INSTRUCTIONS FOR THE TASK »
List every line in the entries below that contains the word "background", treating uppercase and lowercase letters as different.

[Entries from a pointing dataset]
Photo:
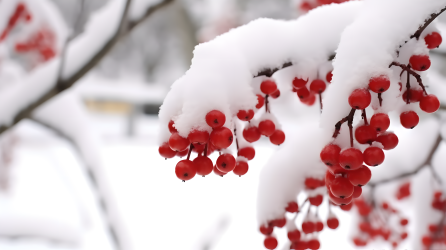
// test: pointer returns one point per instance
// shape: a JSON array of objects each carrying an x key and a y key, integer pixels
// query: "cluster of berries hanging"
[
  {"x": 204, "y": 143},
  {"x": 41, "y": 43},
  {"x": 305, "y": 236},
  {"x": 347, "y": 172}
]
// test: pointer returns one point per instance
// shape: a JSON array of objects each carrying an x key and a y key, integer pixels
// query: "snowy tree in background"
[{"x": 365, "y": 64}]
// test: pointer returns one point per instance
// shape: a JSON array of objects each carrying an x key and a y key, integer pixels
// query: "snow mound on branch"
[
  {"x": 221, "y": 73},
  {"x": 283, "y": 177},
  {"x": 368, "y": 47}
]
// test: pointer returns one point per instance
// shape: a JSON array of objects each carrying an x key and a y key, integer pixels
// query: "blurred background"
[{"x": 86, "y": 173}]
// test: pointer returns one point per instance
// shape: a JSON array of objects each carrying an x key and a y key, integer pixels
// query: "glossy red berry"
[
  {"x": 267, "y": 127},
  {"x": 299, "y": 83},
  {"x": 341, "y": 187},
  {"x": 433, "y": 40},
  {"x": 409, "y": 119},
  {"x": 330, "y": 154},
  {"x": 270, "y": 242},
  {"x": 329, "y": 76},
  {"x": 360, "y": 176},
  {"x": 248, "y": 153},
  {"x": 373, "y": 156},
  {"x": 198, "y": 136},
  {"x": 389, "y": 140},
  {"x": 185, "y": 170},
  {"x": 178, "y": 143},
  {"x": 171, "y": 127},
  {"x": 268, "y": 87},
  {"x": 241, "y": 168},
  {"x": 165, "y": 151},
  {"x": 333, "y": 223},
  {"x": 251, "y": 134},
  {"x": 204, "y": 165},
  {"x": 225, "y": 163},
  {"x": 365, "y": 134},
  {"x": 360, "y": 99},
  {"x": 317, "y": 86},
  {"x": 266, "y": 230},
  {"x": 380, "y": 122},
  {"x": 303, "y": 93},
  {"x": 379, "y": 84},
  {"x": 316, "y": 200},
  {"x": 215, "y": 119},
  {"x": 277, "y": 138},
  {"x": 221, "y": 137},
  {"x": 420, "y": 62},
  {"x": 245, "y": 115},
  {"x": 351, "y": 159},
  {"x": 294, "y": 235},
  {"x": 429, "y": 103}
]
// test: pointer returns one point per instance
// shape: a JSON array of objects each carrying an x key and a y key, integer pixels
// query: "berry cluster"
[
  {"x": 220, "y": 138},
  {"x": 346, "y": 169},
  {"x": 307, "y": 236}
]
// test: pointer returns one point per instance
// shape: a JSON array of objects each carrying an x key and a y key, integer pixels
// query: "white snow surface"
[{"x": 221, "y": 73}]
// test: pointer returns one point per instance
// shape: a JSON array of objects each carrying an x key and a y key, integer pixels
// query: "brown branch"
[
  {"x": 427, "y": 162},
  {"x": 123, "y": 30}
]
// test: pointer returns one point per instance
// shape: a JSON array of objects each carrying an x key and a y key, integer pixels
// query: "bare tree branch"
[{"x": 124, "y": 28}]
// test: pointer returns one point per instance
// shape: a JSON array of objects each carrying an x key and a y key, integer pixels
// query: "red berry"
[
  {"x": 251, "y": 134},
  {"x": 316, "y": 200},
  {"x": 330, "y": 154},
  {"x": 379, "y": 84},
  {"x": 267, "y": 127},
  {"x": 292, "y": 207},
  {"x": 268, "y": 87},
  {"x": 329, "y": 76},
  {"x": 277, "y": 138},
  {"x": 245, "y": 115},
  {"x": 225, "y": 163},
  {"x": 415, "y": 95},
  {"x": 333, "y": 223},
  {"x": 389, "y": 140},
  {"x": 409, "y": 119},
  {"x": 215, "y": 119},
  {"x": 380, "y": 122},
  {"x": 317, "y": 86},
  {"x": 171, "y": 127},
  {"x": 270, "y": 242},
  {"x": 360, "y": 176},
  {"x": 365, "y": 134},
  {"x": 178, "y": 143},
  {"x": 241, "y": 168},
  {"x": 294, "y": 235},
  {"x": 429, "y": 103},
  {"x": 373, "y": 156},
  {"x": 197, "y": 136},
  {"x": 360, "y": 99},
  {"x": 303, "y": 93},
  {"x": 433, "y": 40},
  {"x": 165, "y": 151},
  {"x": 185, "y": 170},
  {"x": 341, "y": 187},
  {"x": 204, "y": 165},
  {"x": 299, "y": 83},
  {"x": 266, "y": 230},
  {"x": 314, "y": 244},
  {"x": 357, "y": 192},
  {"x": 275, "y": 94},
  {"x": 351, "y": 159},
  {"x": 260, "y": 101},
  {"x": 247, "y": 152},
  {"x": 420, "y": 62},
  {"x": 218, "y": 172}
]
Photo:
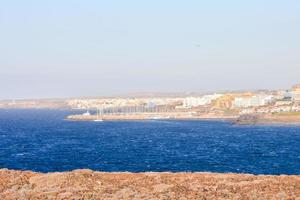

RESULT OF THE EXERCISE »
// query: "snowy tree in background"
// query: "blurred background"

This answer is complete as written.